(Location annotation dataset excerpts)
------------------------

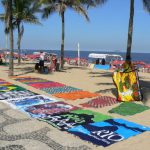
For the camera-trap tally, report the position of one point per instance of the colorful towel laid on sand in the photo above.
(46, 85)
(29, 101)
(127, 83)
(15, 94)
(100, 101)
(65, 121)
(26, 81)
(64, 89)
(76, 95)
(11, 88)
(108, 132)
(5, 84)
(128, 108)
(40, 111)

------------------------

Output the data exactly. Pictures don't belong in the result.

» **Written reply**:
For the camera-trap tally, report the position of one point per instance of the colorful towel laid on sand in the photo above.
(46, 85)
(29, 101)
(127, 83)
(15, 94)
(100, 101)
(65, 121)
(26, 81)
(64, 89)
(76, 95)
(11, 88)
(108, 132)
(5, 84)
(128, 108)
(40, 111)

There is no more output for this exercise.